### RECORDS FOR THE EXERCISE ###

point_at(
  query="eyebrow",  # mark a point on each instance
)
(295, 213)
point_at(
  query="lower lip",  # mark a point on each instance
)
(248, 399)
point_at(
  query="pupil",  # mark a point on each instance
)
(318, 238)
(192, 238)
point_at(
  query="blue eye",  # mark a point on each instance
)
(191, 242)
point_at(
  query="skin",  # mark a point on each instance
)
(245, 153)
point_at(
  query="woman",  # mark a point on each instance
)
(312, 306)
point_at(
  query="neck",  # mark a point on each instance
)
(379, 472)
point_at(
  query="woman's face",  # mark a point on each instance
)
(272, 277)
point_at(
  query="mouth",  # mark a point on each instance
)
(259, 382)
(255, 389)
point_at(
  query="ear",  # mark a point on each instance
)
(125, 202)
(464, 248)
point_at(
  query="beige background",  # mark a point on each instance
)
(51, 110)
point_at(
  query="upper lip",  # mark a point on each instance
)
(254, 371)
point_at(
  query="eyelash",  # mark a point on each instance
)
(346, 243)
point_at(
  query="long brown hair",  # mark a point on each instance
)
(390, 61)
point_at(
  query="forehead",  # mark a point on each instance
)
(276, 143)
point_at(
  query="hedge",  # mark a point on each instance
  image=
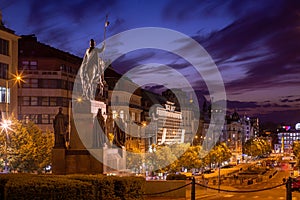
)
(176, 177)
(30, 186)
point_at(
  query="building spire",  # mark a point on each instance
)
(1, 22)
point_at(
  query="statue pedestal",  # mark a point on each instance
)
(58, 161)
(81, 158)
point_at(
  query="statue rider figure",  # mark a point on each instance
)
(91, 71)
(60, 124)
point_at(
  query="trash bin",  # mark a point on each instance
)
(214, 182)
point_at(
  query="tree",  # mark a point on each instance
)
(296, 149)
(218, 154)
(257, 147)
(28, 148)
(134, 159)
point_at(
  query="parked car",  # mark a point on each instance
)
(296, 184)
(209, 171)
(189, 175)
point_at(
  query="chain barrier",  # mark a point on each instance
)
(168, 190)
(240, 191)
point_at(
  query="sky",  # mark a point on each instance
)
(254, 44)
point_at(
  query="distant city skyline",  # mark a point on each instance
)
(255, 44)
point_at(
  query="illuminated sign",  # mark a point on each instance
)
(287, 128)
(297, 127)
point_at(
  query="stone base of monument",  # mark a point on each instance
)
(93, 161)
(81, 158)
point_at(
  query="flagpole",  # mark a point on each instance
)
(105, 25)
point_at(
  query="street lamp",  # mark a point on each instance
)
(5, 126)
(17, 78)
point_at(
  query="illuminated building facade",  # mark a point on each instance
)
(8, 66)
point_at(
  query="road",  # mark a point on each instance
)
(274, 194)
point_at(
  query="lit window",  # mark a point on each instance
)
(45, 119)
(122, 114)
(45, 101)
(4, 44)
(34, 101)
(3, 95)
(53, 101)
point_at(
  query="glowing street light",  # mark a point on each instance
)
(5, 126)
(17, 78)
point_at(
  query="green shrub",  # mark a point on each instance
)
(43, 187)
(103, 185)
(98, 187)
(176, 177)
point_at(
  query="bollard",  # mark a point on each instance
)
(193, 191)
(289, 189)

###
### RECORDS FOR THE EXERCISE ###

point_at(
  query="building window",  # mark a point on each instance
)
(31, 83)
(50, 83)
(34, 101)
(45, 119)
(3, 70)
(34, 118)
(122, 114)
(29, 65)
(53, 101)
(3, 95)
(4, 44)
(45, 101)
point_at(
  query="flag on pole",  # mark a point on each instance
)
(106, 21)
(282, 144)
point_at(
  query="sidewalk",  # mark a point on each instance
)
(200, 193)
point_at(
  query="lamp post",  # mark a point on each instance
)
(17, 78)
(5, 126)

###

▶ _WHAT IS NEEDED_
After counting the lines above that include the word "illuminated", give only the number.

▶ _THE ANSWER_
2